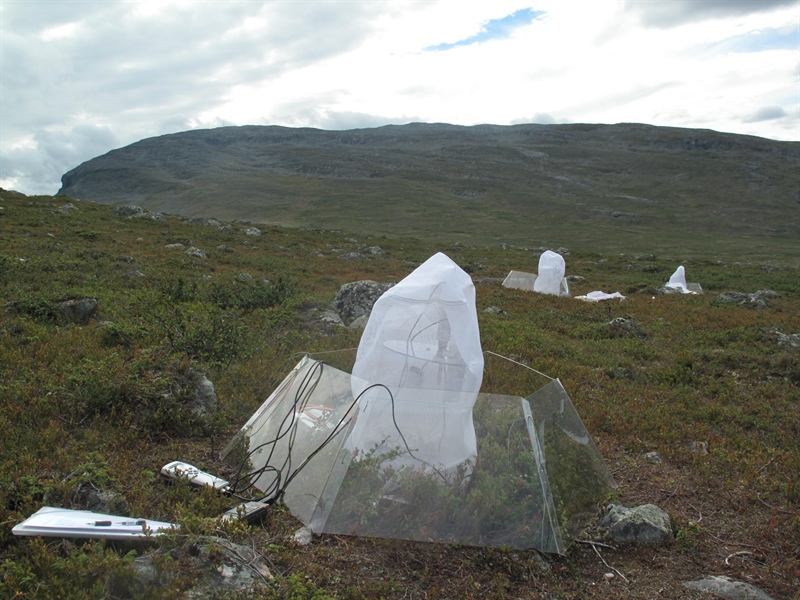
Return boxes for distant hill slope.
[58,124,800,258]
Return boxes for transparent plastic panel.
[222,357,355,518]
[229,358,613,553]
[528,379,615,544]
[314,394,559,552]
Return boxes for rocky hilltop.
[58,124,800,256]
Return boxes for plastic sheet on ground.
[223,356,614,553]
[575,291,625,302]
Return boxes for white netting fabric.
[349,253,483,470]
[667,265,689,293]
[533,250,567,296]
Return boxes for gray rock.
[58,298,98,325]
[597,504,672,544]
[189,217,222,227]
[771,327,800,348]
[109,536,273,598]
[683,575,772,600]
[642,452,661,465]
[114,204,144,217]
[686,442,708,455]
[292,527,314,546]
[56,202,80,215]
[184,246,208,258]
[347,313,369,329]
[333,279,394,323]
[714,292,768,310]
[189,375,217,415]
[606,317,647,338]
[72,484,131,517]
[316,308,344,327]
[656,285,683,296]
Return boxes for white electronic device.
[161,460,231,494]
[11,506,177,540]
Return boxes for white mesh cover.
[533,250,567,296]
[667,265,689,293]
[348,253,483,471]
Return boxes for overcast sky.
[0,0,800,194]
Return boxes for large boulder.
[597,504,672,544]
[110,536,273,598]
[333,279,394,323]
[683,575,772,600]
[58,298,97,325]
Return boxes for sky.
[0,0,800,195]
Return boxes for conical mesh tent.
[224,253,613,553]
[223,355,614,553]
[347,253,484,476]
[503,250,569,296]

========================

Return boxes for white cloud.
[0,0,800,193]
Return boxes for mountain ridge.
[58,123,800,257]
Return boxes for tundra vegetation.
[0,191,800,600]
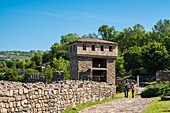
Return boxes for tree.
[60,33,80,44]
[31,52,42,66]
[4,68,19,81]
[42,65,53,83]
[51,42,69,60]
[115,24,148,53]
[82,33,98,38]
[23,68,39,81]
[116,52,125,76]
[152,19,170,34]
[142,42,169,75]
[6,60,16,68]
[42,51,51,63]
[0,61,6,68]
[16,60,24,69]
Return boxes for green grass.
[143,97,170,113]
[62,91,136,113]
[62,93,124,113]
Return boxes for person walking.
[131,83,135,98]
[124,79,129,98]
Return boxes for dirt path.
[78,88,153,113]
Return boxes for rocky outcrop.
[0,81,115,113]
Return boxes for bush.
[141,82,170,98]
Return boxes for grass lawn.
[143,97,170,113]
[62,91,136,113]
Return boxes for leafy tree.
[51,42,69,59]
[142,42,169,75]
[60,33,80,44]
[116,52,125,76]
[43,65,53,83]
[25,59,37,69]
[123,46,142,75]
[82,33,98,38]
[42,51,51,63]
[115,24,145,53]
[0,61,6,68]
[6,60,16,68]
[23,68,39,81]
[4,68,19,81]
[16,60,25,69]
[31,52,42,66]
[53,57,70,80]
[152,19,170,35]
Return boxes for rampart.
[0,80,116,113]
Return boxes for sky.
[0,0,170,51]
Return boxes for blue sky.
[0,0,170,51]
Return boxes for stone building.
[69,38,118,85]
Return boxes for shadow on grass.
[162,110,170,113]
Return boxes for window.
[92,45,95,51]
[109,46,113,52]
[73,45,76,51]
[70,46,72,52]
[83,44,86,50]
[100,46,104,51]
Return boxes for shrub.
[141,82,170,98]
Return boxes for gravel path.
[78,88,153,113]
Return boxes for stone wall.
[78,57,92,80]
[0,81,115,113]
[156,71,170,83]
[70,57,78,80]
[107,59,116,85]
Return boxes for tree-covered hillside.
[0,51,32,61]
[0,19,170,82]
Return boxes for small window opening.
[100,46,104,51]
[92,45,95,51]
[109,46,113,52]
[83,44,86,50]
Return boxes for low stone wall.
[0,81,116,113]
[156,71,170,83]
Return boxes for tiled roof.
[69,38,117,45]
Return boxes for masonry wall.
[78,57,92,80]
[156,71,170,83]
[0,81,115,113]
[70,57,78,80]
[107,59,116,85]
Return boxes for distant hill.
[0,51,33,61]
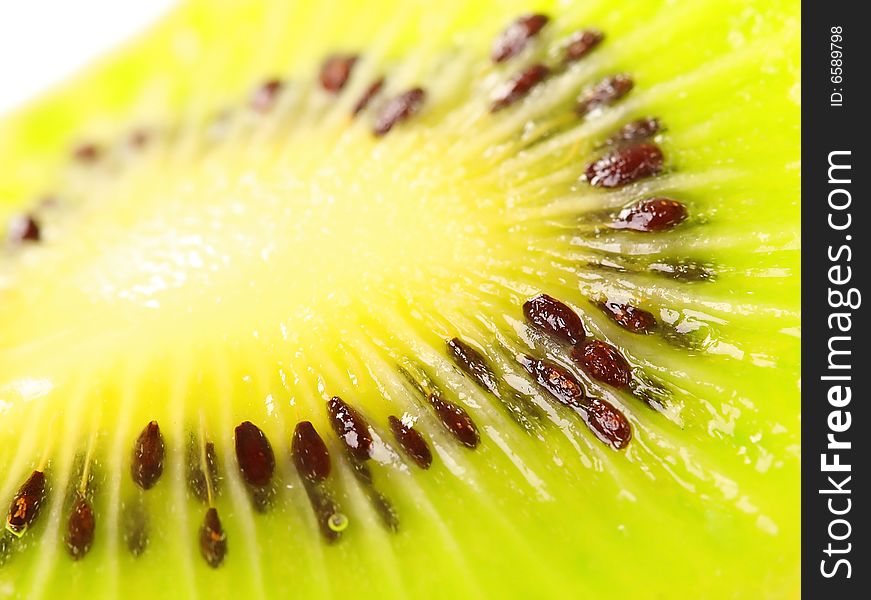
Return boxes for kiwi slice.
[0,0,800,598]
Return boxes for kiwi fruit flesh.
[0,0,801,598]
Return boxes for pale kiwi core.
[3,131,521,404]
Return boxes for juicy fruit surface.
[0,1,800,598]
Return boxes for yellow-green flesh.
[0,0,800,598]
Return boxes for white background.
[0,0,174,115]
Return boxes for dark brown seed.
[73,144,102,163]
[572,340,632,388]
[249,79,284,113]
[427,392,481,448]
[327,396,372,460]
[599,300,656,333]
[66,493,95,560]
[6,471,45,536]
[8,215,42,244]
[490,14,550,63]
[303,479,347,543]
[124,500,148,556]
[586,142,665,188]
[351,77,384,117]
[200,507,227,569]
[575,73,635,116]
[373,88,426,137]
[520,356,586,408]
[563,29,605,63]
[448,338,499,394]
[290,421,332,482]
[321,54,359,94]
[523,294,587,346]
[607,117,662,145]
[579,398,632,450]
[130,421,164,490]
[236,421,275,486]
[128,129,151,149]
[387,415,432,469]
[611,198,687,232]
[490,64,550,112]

========================

● **Written request**:
Rename every instance of "stone wall" to "rock wall" in the lines from the line with "Return boxes for window." up to and including the line with "[0,0,174,115]", and leave the rest of those lines unchanged. Return only those lines, and omit the pictures.

● **The response**:
Return boxes for window.
[92,45,95,51]
[109,46,113,52]
[73,45,76,51]
[70,46,72,52]
[83,44,86,50]
[100,46,104,51]
Return boxes for shrub.
[141,82,170,98]
Return boxes for gravel path.
[78,88,153,113]
Return boxes for rock wall.
[78,57,92,80]
[0,81,115,113]
[156,71,170,83]
[70,57,78,80]
[107,59,116,85]
Return boxes for tree-covered hillside.
[0,51,32,61]
[0,19,170,82]
Return boxes for small window opening.
[100,46,104,51]
[92,45,95,51]
[109,46,113,52]
[83,44,86,50]
Return boxes for low rock wall.
[0,81,116,113]
[156,71,170,83]
Return boxes for tiled roof.
[69,38,117,45]
Return boxes for masonry wall.
[78,57,92,80]
[156,71,170,83]
[0,81,115,113]
[70,57,78,80]
[107,59,116,85]
Return boxes for distant hill.
[0,51,33,61]
Return boxes for kiwi slice.
[0,0,800,598]
Return boxes for kiwi fruit flesh.
[0,0,801,598]
Return boxes for pale kiwi core.
[3,131,521,404]
Return boxes for juicy fruit surface.
[0,1,800,598]
Return boxes for yellow-green flesh.
[0,0,800,598]
Return boxes for white background.
[0,0,174,115]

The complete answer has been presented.